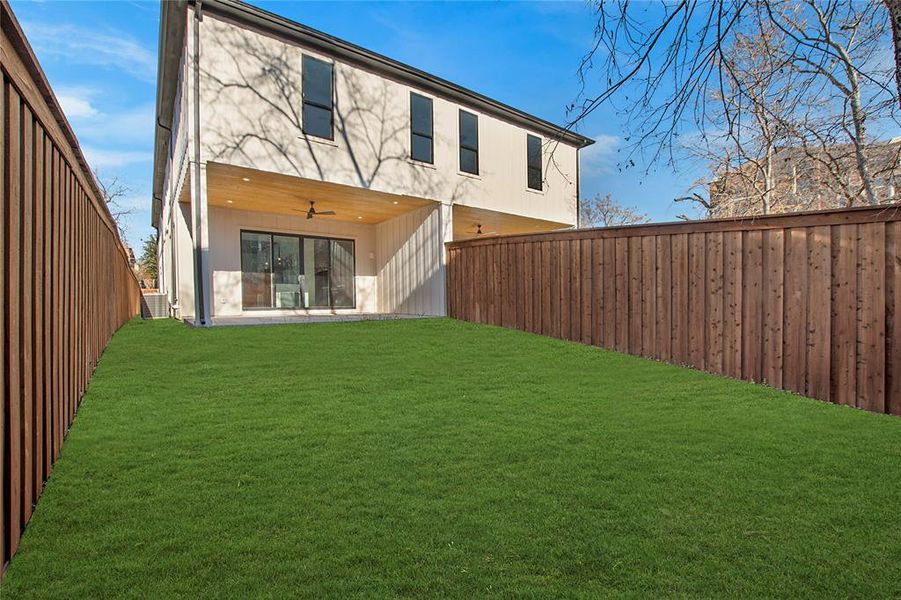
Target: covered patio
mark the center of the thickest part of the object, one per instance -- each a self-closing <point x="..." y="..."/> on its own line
<point x="291" y="249"/>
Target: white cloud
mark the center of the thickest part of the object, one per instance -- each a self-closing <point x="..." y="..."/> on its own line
<point x="77" y="102"/>
<point x="102" y="158"/>
<point x="600" y="157"/>
<point x="80" y="45"/>
<point x="76" y="108"/>
<point x="133" y="124"/>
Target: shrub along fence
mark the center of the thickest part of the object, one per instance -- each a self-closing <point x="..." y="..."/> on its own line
<point x="806" y="302"/>
<point x="65" y="281"/>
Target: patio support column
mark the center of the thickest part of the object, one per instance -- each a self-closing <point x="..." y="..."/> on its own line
<point x="199" y="208"/>
<point x="446" y="234"/>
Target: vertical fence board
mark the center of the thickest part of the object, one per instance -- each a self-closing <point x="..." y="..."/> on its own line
<point x="752" y="305"/>
<point x="714" y="288"/>
<point x="680" y="311"/>
<point x="893" y="320"/>
<point x="774" y="290"/>
<point x="819" y="323"/>
<point x="13" y="464"/>
<point x="5" y="203"/>
<point x="587" y="282"/>
<point x="597" y="291"/>
<point x="621" y="300"/>
<point x="794" y="354"/>
<point x="697" y="300"/>
<point x="648" y="296"/>
<point x="611" y="276"/>
<point x="26" y="305"/>
<point x="564" y="284"/>
<point x="732" y="303"/>
<point x="871" y="317"/>
<point x="633" y="314"/>
<point x="663" y="297"/>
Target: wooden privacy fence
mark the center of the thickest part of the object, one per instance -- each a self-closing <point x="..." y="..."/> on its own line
<point x="806" y="302"/>
<point x="65" y="282"/>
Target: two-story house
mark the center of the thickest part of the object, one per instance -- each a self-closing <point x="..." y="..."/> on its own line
<point x="297" y="174"/>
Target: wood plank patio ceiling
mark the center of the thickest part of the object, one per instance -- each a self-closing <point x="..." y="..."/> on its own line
<point x="240" y="188"/>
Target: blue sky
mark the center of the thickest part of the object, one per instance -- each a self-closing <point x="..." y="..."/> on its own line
<point x="101" y="58"/>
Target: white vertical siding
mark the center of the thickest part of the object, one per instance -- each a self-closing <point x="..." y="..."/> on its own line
<point x="410" y="253"/>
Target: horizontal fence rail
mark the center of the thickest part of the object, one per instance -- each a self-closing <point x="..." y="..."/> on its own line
<point x="806" y="302"/>
<point x="65" y="282"/>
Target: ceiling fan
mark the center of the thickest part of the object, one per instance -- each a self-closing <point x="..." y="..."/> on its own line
<point x="312" y="212"/>
<point x="480" y="232"/>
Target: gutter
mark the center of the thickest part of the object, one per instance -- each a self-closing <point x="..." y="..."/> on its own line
<point x="173" y="24"/>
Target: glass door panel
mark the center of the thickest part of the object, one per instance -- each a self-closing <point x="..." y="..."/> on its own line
<point x="286" y="271"/>
<point x="256" y="270"/>
<point x="315" y="286"/>
<point x="342" y="271"/>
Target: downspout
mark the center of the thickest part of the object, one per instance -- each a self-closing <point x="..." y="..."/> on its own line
<point x="200" y="317"/>
<point x="578" y="190"/>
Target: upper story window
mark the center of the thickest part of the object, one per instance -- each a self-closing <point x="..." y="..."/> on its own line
<point x="421" y="132"/>
<point x="317" y="97"/>
<point x="533" y="159"/>
<point x="469" y="143"/>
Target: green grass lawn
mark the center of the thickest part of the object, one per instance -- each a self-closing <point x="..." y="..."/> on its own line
<point x="434" y="458"/>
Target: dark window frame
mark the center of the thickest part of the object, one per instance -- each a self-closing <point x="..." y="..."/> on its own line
<point x="431" y="136"/>
<point x="305" y="102"/>
<point x="530" y="168"/>
<point x="475" y="149"/>
<point x="301" y="237"/>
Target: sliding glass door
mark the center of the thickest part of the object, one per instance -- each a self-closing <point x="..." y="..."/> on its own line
<point x="256" y="270"/>
<point x="286" y="271"/>
<point x="290" y="271"/>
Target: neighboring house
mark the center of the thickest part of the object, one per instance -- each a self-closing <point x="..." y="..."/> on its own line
<point x="271" y="116"/>
<point x="806" y="179"/>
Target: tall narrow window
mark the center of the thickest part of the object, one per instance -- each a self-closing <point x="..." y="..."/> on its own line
<point x="533" y="158"/>
<point x="469" y="143"/>
<point x="317" y="97"/>
<point x="421" y="131"/>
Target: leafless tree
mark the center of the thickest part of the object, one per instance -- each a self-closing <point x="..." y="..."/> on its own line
<point x="604" y="211"/>
<point x="114" y="193"/>
<point x="742" y="78"/>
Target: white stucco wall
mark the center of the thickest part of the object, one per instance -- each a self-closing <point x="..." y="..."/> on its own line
<point x="250" y="115"/>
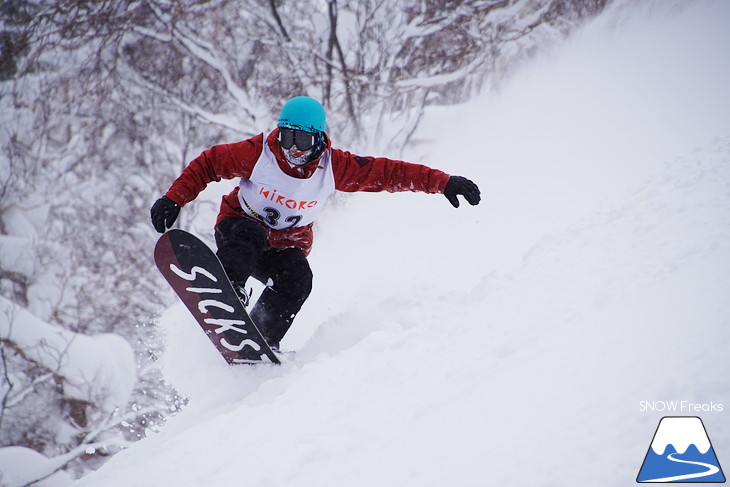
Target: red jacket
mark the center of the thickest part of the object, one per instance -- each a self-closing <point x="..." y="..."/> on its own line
<point x="352" y="173"/>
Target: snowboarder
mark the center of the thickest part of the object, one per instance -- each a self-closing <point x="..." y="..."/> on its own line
<point x="264" y="228"/>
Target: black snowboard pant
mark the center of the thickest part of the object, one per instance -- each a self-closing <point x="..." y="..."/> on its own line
<point x="244" y="251"/>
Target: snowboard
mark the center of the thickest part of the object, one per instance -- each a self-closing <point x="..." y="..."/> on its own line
<point x="197" y="276"/>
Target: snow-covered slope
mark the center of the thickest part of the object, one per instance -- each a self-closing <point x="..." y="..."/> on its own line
<point x="509" y="343"/>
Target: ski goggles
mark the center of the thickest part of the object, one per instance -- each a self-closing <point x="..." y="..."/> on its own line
<point x="303" y="140"/>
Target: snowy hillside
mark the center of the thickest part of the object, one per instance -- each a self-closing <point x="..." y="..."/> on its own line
<point x="509" y="343"/>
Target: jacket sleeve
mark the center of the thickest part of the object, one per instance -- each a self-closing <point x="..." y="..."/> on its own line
<point x="226" y="161"/>
<point x="356" y="173"/>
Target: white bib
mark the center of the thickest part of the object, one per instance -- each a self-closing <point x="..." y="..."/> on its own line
<point x="282" y="201"/>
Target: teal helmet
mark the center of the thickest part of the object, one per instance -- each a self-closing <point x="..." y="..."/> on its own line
<point x="303" y="113"/>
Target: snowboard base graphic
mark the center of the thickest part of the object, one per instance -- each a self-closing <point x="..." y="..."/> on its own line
<point x="197" y="276"/>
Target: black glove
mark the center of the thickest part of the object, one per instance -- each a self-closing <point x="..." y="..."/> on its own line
<point x="164" y="213"/>
<point x="458" y="185"/>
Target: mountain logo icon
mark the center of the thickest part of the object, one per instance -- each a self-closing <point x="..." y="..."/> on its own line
<point x="681" y="452"/>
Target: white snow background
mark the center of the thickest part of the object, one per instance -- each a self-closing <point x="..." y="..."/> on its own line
<point x="513" y="342"/>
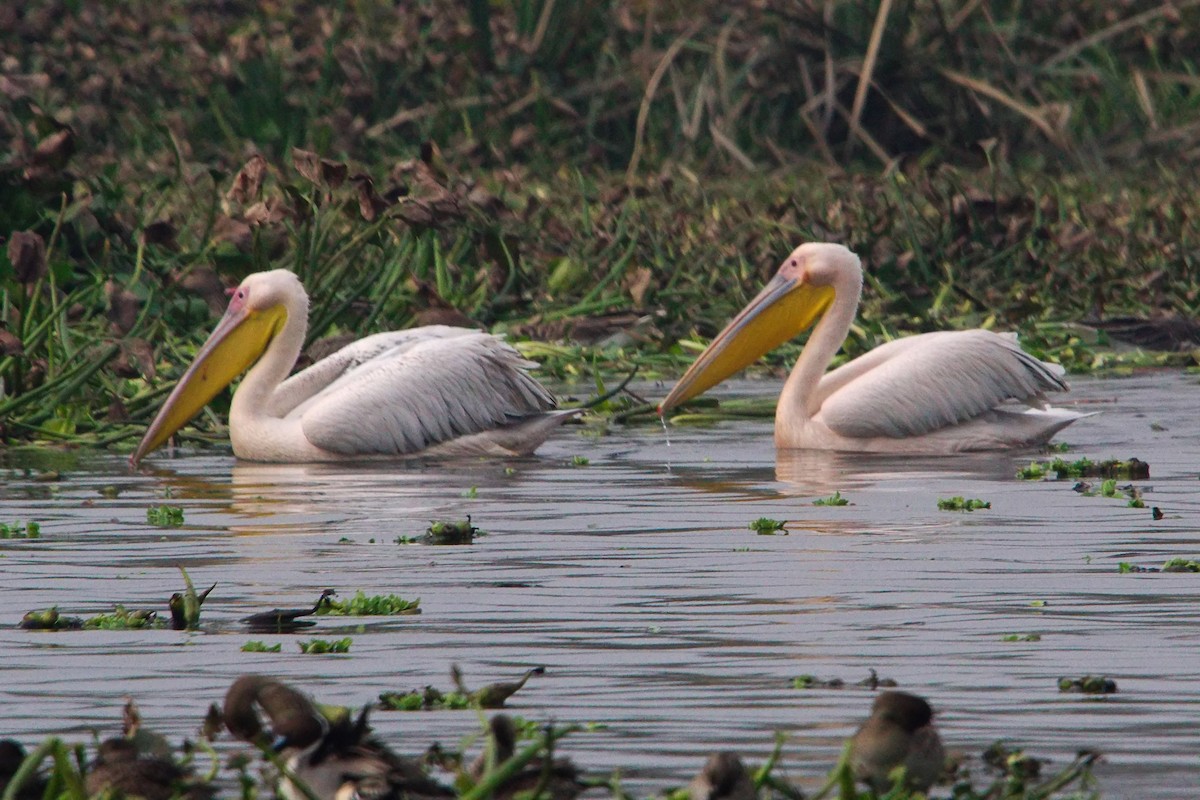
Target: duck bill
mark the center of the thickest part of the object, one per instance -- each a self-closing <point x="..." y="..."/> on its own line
<point x="239" y="338"/>
<point x="785" y="307"/>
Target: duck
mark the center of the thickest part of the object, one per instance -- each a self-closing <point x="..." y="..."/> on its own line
<point x="119" y="768"/>
<point x="899" y="732"/>
<point x="553" y="780"/>
<point x="327" y="758"/>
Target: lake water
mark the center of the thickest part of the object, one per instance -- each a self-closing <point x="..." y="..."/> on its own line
<point x="636" y="582"/>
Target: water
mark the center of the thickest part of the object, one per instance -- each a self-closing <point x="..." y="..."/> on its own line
<point x="637" y="584"/>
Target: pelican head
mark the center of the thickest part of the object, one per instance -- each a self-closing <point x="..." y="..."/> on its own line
<point x="798" y="294"/>
<point x="258" y="310"/>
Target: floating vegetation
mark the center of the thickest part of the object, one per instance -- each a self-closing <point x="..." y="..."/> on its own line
<point x="1109" y="488"/>
<point x="768" y="527"/>
<point x="165" y="516"/>
<point x="451" y="533"/>
<point x="361" y="605"/>
<point x="16" y="530"/>
<point x="48" y="619"/>
<point x="185" y="606"/>
<point x="425" y="699"/>
<point x="961" y="504"/>
<point x="1089" y="685"/>
<point x="124" y="619"/>
<point x="1061" y="469"/>
<point x="492" y="696"/>
<point x="322" y="647"/>
<point x="871" y="681"/>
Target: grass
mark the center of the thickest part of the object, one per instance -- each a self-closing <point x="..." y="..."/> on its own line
<point x="961" y="504"/>
<point x="604" y="185"/>
<point x="363" y="605"/>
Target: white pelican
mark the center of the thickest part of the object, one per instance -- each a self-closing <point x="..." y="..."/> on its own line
<point x="433" y="390"/>
<point x="929" y="394"/>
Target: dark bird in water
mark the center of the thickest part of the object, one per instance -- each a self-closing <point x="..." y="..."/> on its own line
<point x="724" y="777"/>
<point x="336" y="759"/>
<point x="120" y="769"/>
<point x="547" y="779"/>
<point x="286" y="620"/>
<point x="12" y="756"/>
<point x="899" y="733"/>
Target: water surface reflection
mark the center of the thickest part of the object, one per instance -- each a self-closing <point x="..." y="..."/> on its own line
<point x="636" y="582"/>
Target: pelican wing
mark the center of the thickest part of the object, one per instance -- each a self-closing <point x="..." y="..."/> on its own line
<point x="919" y="384"/>
<point x="409" y="392"/>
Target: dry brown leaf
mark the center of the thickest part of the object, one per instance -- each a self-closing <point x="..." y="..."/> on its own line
<point x="247" y="184"/>
<point x="27" y="253"/>
<point x="371" y="205"/>
<point x="55" y="150"/>
<point x="123" y="307"/>
<point x="637" y="283"/>
<point x="235" y="232"/>
<point x="205" y="283"/>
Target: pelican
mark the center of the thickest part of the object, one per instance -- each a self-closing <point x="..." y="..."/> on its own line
<point x="929" y="394"/>
<point x="435" y="390"/>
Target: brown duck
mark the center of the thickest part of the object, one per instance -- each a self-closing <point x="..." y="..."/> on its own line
<point x="336" y="759"/>
<point x="899" y="733"/>
<point x="121" y="770"/>
<point x="555" y="780"/>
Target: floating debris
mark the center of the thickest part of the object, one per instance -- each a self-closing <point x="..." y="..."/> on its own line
<point x="165" y="516"/>
<point x="48" y="619"/>
<point x="324" y="647"/>
<point x="1061" y="469"/>
<point x="450" y="533"/>
<point x="361" y="605"/>
<point x="961" y="504"/>
<point x="16" y="530"/>
<point x="185" y="606"/>
<point x="124" y="619"/>
<point x="768" y="527"/>
<point x="1089" y="685"/>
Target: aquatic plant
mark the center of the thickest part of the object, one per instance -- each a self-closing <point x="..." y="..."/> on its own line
<point x="124" y="619"/>
<point x="767" y="527"/>
<point x="1089" y="685"/>
<point x="361" y="605"/>
<point x="1113" y="468"/>
<point x="961" y="504"/>
<point x="165" y="516"/>
<point x="48" y="619"/>
<point x="451" y="533"/>
<point x="17" y="530"/>
<point x="322" y="647"/>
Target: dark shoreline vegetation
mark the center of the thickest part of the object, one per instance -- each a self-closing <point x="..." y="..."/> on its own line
<point x="605" y="182"/>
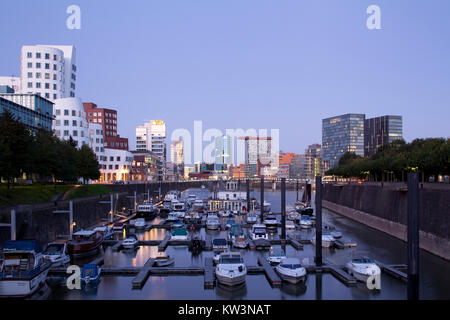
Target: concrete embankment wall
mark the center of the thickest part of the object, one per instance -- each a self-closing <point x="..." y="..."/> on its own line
<point x="40" y="223"/>
<point x="385" y="209"/>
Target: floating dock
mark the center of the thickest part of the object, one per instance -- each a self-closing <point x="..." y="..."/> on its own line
<point x="139" y="281"/>
<point x="270" y="273"/>
<point x="209" y="275"/>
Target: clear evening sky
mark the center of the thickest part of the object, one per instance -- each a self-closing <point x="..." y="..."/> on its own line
<point x="249" y="63"/>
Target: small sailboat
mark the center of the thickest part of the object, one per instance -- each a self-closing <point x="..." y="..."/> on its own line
<point x="90" y="274"/>
<point x="291" y="270"/>
<point x="231" y="269"/>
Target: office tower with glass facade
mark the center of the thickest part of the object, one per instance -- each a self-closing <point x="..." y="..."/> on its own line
<point x="380" y="131"/>
<point x="341" y="134"/>
<point x="223" y="153"/>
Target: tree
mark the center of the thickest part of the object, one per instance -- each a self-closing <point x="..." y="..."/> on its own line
<point x="87" y="164"/>
<point x="16" y="142"/>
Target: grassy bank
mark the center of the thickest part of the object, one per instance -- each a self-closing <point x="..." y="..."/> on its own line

» **YOUR GOAL**:
Go to the line in the material above that contains "Target: floating dock" and copy exactly from there through the line that contains "Target: clear evening sky", stopping after it.

» **RESPONSE TO THIS EXERCISE**:
Target: floating dock
mark the center of the thickest part of the object, one per instance -- each a self-closing <point x="..." y="..."/> on its own line
<point x="139" y="281"/>
<point x="270" y="273"/>
<point x="209" y="275"/>
Target: clear evening sky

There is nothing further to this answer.